§ **RECORDS PROVIDED**
########

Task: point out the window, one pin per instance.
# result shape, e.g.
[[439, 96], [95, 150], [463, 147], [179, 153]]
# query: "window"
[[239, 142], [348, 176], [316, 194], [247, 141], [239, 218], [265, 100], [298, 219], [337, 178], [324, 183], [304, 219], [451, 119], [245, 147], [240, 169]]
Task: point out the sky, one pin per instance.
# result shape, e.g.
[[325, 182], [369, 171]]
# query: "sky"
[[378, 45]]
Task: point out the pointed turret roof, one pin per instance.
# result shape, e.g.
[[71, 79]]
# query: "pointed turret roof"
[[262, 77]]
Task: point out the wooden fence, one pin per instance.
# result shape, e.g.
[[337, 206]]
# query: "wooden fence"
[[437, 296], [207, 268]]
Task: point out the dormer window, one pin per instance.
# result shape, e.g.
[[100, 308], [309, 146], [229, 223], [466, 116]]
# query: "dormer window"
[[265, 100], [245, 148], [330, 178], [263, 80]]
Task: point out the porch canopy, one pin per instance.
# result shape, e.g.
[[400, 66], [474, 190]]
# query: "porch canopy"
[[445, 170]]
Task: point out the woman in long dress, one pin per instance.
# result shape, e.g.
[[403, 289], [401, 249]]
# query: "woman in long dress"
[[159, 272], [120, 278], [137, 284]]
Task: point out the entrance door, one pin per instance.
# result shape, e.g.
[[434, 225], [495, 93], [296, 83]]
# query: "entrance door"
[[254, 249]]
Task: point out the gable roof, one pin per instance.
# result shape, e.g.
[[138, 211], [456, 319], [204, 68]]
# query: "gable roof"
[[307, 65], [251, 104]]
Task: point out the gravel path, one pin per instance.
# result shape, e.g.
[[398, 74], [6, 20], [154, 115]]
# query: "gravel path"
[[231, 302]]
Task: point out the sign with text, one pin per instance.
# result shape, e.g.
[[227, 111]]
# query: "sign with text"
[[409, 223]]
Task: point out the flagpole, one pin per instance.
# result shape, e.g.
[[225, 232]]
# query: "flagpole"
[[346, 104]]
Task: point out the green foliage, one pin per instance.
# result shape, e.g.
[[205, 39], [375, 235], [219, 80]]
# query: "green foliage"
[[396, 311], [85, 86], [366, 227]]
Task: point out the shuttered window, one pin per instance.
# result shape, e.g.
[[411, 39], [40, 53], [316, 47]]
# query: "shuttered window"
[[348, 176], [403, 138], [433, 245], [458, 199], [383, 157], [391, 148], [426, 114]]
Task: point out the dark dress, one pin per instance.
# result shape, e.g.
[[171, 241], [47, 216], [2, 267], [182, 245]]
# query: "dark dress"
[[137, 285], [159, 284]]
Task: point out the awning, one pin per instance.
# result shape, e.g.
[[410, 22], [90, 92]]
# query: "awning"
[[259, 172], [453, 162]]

########

§ **PROBLEM TO SOLVE**
Extract every entry above and reproduce each one verbatim, in its original order.

§ **EXERCISE ANSWER**
Task: point out the window, one pin per instance.
# result shape, e.g.
[[439, 96], [95, 150], [463, 147], [179, 153]]
# query: "window"
[[239, 142], [348, 176], [316, 194], [247, 141], [239, 218], [265, 100], [298, 219], [337, 178], [324, 183], [304, 219], [451, 119], [245, 147], [240, 169]]
Task: point out the sky, one pin per instance.
# result shape, e.g.
[[325, 182], [369, 171]]
# query: "sky"
[[378, 45]]
Task: point out the pointed turret roof, one pin per instance.
# result shape, e.g.
[[71, 79]]
# query: "pointed turret roof"
[[262, 77]]
Task: point out the wooden fence, one pin per instance.
# result shape, e.g.
[[337, 206]]
# query: "wooden fence"
[[437, 296], [207, 268]]
Task: point out the dormer window, one pin per instance.
# result shape, e.g.
[[100, 308], [309, 146], [229, 223], [466, 116]]
# query: "dormer window"
[[265, 100], [245, 148], [330, 178], [263, 80]]
Task: point out the porch canopy, one pin per instance.
# result shape, e.g.
[[400, 66], [474, 190]]
# query: "porch canopy"
[[445, 170]]
Task: point out the woman in long dress, one pin per instance.
# result shape, e.g.
[[403, 289], [401, 249]]
# query: "woman in long dress"
[[159, 272], [120, 278], [137, 284]]
Task: point out the entrance door, one pin per instance.
# result shape, e.g.
[[434, 225], [495, 93], [296, 83]]
# query: "entrance door"
[[254, 249]]
Task: point out the gable roof, one pin per instance.
# result shape, e.g.
[[138, 211], [456, 319], [204, 68]]
# query: "gable roof"
[[307, 65], [251, 104]]
Task: point out the gravel path, one pin per instance.
# result shape, e.g.
[[398, 74], [6, 20], [154, 115]]
# query: "gravel path"
[[231, 302]]
Task: point out the sign with text, one pin per instance.
# result shape, e.g.
[[227, 111]]
# query: "sign with text"
[[409, 223]]
Task: point out the flagpole, one pin per instance.
# result shape, e.g.
[[225, 232]]
# query: "flagpole"
[[346, 104]]
Task: point out the green foliage, one pin per instance.
# result shape, e.g.
[[205, 39], [375, 235], [219, 80]]
# query: "green foliage"
[[396, 311], [85, 86], [366, 227]]
Task: point out the shuttered window, one pin per instance.
# result shape, e.g.
[[411, 39], [40, 53], [316, 47]]
# query: "shuttered window"
[[348, 176], [403, 138], [433, 245], [458, 199], [383, 157], [391, 148], [426, 114]]
Task: point out the dark dress, one pin per instance.
# result shape, e.g.
[[171, 241], [47, 216], [2, 267], [182, 245]]
# query: "dark dress"
[[137, 285], [159, 284]]
Task: point out the awning, one pin per instance.
# result shape, e.g.
[[410, 22], [90, 92]]
# query: "awning"
[[259, 172], [453, 162]]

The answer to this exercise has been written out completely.